TASK GOAL:
Reproduce verbatim the lines of the listing below, starting with the line that contains "Running a dermatology lesion detector. Mark the necklace" and ending with the line that contains "[218,93,232,128]", including both of these lines.

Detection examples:
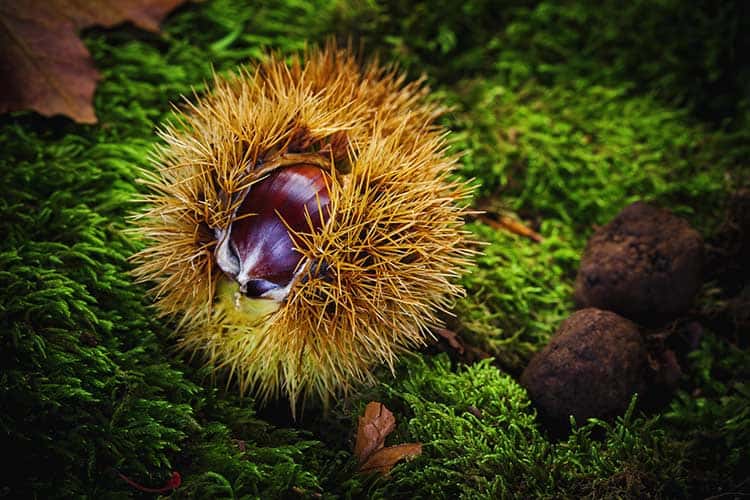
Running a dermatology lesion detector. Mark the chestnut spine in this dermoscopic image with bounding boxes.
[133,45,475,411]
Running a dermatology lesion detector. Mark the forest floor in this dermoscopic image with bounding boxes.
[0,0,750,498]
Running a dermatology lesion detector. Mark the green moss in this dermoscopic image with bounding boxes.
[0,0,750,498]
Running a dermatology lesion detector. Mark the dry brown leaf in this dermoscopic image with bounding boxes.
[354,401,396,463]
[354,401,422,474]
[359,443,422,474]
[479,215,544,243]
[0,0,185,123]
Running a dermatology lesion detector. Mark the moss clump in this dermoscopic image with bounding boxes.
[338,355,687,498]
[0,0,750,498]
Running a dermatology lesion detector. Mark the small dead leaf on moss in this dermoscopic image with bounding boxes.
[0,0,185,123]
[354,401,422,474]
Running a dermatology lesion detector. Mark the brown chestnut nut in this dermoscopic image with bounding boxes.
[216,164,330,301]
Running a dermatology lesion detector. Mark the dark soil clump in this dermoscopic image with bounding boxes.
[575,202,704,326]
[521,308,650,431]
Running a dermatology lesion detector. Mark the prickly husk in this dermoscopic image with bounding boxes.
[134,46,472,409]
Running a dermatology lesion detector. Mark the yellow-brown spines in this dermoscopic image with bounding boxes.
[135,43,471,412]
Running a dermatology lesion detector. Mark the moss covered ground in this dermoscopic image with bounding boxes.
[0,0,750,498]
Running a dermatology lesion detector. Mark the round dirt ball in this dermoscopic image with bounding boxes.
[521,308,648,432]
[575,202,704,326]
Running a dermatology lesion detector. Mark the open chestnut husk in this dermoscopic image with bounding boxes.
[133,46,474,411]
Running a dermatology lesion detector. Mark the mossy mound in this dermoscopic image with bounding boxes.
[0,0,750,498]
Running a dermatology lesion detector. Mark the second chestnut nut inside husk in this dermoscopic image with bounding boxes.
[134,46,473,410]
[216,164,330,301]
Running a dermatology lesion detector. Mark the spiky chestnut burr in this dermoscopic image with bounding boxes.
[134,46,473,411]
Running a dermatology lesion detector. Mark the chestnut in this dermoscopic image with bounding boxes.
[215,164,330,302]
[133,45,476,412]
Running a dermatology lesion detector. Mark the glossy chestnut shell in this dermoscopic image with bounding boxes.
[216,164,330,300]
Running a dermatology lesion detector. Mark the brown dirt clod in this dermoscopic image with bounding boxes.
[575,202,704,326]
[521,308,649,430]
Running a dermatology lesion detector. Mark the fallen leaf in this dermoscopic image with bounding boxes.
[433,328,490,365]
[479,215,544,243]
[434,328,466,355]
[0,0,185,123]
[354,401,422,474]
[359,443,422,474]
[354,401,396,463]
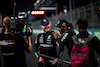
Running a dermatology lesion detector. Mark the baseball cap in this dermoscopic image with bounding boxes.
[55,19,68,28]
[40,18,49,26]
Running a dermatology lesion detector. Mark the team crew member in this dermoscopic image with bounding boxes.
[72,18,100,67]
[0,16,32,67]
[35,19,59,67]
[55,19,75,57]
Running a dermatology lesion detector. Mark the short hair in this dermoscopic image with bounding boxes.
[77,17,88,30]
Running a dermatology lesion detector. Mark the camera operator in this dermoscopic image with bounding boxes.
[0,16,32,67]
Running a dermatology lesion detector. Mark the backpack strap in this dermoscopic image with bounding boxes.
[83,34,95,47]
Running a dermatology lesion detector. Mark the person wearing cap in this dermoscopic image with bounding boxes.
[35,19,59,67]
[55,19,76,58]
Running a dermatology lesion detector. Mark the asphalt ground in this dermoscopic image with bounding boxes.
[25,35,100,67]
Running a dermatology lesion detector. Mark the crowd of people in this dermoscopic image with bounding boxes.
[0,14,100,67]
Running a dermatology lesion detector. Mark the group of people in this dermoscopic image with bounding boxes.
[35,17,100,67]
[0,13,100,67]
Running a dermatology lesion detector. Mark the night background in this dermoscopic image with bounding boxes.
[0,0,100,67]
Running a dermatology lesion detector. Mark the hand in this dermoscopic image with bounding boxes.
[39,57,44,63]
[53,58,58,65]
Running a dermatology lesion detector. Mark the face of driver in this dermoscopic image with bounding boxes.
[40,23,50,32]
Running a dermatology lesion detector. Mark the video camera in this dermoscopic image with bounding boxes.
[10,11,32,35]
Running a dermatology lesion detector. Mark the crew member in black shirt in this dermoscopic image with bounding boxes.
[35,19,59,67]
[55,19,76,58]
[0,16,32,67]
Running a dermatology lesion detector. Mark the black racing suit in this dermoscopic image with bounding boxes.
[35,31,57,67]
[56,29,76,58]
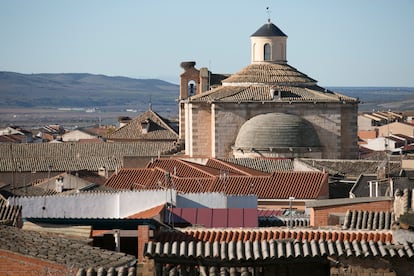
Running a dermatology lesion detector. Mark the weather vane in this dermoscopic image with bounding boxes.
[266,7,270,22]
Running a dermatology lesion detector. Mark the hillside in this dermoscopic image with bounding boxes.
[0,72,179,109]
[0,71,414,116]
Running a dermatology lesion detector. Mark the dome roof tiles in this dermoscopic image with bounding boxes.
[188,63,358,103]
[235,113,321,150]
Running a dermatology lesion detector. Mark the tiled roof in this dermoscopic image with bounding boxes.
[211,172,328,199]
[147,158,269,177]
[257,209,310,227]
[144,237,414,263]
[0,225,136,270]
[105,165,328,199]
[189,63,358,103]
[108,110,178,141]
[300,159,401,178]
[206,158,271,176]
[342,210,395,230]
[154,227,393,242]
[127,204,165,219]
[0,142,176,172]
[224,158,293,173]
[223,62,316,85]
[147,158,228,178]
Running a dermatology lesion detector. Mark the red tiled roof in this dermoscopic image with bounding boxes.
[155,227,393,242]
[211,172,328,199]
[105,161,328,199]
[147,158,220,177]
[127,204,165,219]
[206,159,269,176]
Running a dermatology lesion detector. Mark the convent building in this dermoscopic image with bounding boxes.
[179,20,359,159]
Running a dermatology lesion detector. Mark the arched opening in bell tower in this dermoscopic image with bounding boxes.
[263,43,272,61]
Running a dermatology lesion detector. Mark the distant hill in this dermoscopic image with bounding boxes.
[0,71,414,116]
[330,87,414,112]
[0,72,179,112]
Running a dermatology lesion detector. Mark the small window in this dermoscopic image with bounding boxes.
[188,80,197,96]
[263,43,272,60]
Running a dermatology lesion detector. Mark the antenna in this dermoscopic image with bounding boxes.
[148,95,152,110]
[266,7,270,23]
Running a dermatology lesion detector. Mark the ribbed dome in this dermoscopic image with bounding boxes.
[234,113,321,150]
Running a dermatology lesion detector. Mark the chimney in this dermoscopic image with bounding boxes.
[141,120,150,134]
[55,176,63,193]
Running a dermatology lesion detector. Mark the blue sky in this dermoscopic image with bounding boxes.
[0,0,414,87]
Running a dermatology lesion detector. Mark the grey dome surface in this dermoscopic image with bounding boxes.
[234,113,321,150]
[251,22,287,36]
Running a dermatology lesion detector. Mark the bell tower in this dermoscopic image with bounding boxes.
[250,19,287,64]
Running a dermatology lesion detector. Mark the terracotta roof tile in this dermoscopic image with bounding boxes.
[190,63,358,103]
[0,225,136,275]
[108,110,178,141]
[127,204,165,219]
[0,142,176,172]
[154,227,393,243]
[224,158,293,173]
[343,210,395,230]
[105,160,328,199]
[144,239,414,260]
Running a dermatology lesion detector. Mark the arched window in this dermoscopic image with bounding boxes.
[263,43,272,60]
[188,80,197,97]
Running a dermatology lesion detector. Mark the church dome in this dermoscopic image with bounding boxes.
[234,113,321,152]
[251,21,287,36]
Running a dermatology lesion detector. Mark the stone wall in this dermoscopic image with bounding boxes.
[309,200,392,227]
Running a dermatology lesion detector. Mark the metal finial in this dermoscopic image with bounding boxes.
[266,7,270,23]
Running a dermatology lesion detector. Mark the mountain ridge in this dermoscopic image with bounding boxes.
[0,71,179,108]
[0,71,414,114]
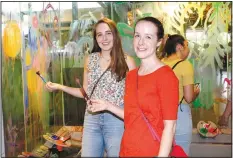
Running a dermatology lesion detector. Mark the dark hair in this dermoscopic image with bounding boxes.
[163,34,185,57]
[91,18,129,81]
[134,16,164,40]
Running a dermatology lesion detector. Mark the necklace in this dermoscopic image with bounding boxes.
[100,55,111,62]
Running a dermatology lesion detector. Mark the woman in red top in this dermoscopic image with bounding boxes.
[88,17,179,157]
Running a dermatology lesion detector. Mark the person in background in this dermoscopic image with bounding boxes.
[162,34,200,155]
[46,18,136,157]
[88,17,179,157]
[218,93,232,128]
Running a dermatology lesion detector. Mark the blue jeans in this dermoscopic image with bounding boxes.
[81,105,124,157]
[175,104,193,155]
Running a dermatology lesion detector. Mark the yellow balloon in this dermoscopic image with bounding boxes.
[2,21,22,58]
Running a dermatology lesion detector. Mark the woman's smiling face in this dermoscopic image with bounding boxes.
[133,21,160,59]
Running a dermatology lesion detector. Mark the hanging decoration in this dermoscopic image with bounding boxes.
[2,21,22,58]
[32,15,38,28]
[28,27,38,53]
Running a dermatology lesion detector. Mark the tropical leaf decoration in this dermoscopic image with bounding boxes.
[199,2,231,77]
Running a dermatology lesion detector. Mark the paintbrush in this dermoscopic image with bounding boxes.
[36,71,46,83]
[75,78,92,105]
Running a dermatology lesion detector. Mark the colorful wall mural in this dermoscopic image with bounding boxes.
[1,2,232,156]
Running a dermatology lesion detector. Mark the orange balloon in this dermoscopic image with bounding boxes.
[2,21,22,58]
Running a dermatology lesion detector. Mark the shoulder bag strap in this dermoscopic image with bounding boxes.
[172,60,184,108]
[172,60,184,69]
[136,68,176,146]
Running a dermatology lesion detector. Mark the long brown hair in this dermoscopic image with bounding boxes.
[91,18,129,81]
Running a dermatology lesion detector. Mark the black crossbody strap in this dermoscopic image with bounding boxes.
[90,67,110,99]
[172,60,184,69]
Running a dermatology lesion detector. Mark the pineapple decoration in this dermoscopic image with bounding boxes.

TASK ANSWER:
Running a dermatology lesion detector. Mark the necklace in this dermoscopic image with bounding boxes.
[100,55,111,62]
Running a dermatology lesion detector. Mark the woman in red top in this dermoscopic image with bounding boxes.
[88,17,179,157]
Running a dermatology lesion detector. Mark the person in background in this dermoscopic image with bounding boxes.
[162,34,200,155]
[46,18,136,157]
[88,17,179,157]
[218,93,232,128]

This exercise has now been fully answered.